Text segment START
In my artistry, I have created a set of dogmas (rules) as a premise for my own work. Following them creates a logic and thematic connection with expressive and conceptual further development. The material was developed through research and fieldwork at Mjøsa, and by collaboration between researchers at NTNU Gjøvik with 'Oppdrag Mjøsa' and conservators at Anno Domkirkeodden and archaeologists from Innlandet County. By using our cultural heritage as readymades, the public gained a closer knowledge of local history, and saw parts from Kongens brøng from Åker gård from the year 1040, an anchor from one of the steamships that sailed on Mjøsa in the 19th century on loan from Domkirkeodden Anno Museum and photograph printed on aluminum plates from the Digitalt Museum, as well as parts of car wrecks from Grønvolds Bildemontering in a new context.

 

My focus revolves around the paradox that we try to preserve the earth at the same time as we destroy it.

Our shared cultural heritage is also perishable. When archaeologists excavate objects of cultural historical value, they also expose them to oxygen so that they shorten the life of the objects. This despite ambitions for conservation in order to develop an understanding of our own past and present.
Text segment END
Available data START
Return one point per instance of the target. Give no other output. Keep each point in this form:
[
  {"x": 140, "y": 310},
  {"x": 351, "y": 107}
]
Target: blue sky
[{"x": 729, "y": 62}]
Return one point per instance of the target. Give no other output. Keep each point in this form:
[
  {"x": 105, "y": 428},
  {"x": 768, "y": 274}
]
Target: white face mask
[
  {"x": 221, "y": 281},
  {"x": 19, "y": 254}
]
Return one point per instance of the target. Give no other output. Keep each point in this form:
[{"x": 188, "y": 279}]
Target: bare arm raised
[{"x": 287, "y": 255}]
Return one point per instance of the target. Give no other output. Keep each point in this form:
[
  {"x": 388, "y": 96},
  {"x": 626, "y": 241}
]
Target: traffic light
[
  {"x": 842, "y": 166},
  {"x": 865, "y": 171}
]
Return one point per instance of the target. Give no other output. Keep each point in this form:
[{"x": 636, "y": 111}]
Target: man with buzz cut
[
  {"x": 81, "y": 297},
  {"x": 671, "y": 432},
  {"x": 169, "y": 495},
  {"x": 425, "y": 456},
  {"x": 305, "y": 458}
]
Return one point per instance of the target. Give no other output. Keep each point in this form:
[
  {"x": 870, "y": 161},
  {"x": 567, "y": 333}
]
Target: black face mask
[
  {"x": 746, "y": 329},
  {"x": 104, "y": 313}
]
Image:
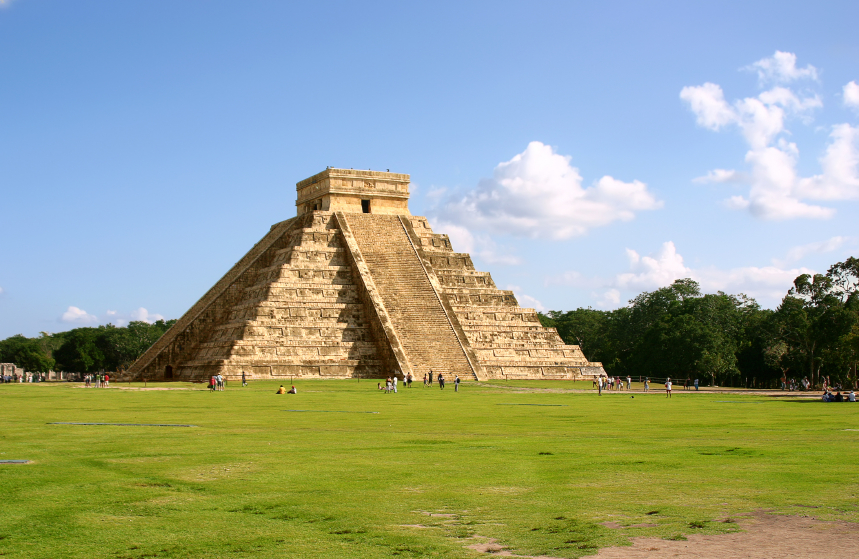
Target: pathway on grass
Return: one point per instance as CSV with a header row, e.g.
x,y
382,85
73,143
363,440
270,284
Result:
x,y
765,536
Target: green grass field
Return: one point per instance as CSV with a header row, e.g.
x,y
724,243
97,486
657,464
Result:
x,y
527,463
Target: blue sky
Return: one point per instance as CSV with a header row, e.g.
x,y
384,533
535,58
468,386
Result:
x,y
582,152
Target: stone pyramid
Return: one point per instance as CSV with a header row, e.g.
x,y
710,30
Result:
x,y
355,286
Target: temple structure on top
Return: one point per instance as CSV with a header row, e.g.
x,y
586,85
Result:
x,y
355,286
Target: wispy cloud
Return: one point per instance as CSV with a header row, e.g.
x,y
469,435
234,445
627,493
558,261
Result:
x,y
662,267
797,253
74,315
780,68
851,95
525,300
80,317
479,245
539,194
776,191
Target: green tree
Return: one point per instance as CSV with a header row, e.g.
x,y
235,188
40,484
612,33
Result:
x,y
26,353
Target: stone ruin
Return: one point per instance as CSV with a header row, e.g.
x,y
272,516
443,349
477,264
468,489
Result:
x,y
356,286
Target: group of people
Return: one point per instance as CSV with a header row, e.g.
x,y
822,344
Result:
x,y
616,383
23,377
611,383
391,382
838,397
98,380
791,384
217,383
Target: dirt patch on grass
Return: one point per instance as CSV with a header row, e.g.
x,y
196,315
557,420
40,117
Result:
x,y
764,536
154,388
491,546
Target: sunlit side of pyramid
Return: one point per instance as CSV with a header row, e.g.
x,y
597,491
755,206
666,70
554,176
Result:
x,y
355,286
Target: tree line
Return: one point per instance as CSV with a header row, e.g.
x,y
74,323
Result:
x,y
728,340
83,350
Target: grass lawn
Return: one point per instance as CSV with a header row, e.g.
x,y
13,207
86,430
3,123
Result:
x,y
536,467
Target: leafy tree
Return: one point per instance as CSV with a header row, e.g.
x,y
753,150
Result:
x,y
26,353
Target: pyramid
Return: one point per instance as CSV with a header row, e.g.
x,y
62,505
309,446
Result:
x,y
355,286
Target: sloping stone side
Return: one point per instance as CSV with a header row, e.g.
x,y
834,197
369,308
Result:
x,y
509,340
415,309
179,343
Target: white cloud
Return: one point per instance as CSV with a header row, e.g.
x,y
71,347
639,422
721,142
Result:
x,y
650,272
708,103
480,246
610,298
436,192
776,192
781,68
768,284
840,164
74,315
797,253
722,176
538,194
851,95
526,301
142,314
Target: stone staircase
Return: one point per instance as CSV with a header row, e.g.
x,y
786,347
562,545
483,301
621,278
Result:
x,y
299,316
509,340
415,309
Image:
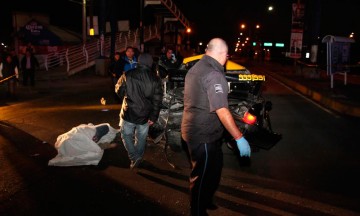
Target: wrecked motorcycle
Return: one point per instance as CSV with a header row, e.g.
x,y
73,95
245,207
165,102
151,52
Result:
x,y
250,109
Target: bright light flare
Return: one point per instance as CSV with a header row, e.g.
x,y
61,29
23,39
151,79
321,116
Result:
x,y
249,118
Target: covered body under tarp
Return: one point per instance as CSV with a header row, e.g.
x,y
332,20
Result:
x,y
77,146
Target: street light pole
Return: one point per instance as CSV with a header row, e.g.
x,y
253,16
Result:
x,y
84,21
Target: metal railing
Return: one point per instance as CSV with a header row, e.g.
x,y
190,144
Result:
x,y
79,57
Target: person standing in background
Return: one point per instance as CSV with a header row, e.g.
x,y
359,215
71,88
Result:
x,y
10,72
140,91
129,60
29,63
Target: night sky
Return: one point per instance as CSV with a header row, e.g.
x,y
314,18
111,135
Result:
x,y
208,18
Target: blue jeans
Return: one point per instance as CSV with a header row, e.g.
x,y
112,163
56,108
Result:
x,y
134,138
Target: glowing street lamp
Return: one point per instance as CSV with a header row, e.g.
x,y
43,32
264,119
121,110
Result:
x,y
188,31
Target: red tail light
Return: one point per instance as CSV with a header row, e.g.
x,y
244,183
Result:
x,y
249,118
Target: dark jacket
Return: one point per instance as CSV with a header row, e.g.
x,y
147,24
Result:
x,y
33,63
142,93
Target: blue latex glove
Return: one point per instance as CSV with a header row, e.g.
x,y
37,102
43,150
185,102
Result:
x,y
244,147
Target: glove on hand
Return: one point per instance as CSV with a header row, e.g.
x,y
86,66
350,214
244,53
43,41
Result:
x,y
244,147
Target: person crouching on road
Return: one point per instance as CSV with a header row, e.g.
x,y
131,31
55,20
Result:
x,y
141,93
205,116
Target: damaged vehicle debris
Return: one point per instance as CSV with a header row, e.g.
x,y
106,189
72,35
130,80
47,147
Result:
x,y
250,109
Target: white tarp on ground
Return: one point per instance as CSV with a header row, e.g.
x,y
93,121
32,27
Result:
x,y
76,147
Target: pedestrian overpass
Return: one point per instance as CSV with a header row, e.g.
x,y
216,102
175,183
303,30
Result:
x,y
82,56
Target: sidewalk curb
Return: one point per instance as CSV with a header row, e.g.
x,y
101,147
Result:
x,y
318,97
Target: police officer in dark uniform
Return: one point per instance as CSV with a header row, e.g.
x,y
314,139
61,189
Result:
x,y
205,116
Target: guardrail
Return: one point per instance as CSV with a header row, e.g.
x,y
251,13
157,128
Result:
x,y
82,56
Available data END
→ **Parts of the exercise**:
- A) In the artist's statement about Mjøsa, what year are the parts of Kongens brøng from Åker gård dated to?
- B) Resume the artist's statement about Mjøsa and cultural heritage, picking up right after its final sentence.

→ **Solved tasks**:
- A) 1040

- B)
Assignment Mjøsa is a research project that will be a tool to facilitate value creation, better water quality, drinking water quality and food quality and to maintain the environmental values in Mjøsa. The background for the research project is, among other things, the rich cultural history of Mjøsa. The lake has been an important traffic route for thousands of years, and we know that at the bottom of Mjøsa there are car wrecks, ammunition and perhaps even traces of Viking ships. Mjøsa is also one of the most biologically diverse freshwater lakes in Norway with 20 registered fish species, as well as the fact that the lake is a source of drinking water for 100,000 people. Today, the environmental conditions in Mjøsa are good, but this may change in the future.

Ankeret og brønnstokken 
Text by Anne Kathrine Bakstad

Photo: Kunstbanken / Tobias Nordvik

My artistic goal is to provoke a critical position where one is able to reflect on one's own existence, and questions about how humans affect the world, from the individual to the global level - which continue to linger in the back of the mind long after the viewer has left the exhibition. I have approached this by letting the public continue the main work's creation process during the exhibition period, by encouraging children and young people to draw what they think is at the bottom of Mjøsa in my drawing. The idea comes from video from the submarine Hugin to NTNU from the bottom of Mjøsa, where visibility is very poor. The idea was that the children will stick to the chalk drawing as they draw more, and thus get closer to what it is like in the mud at the bottom.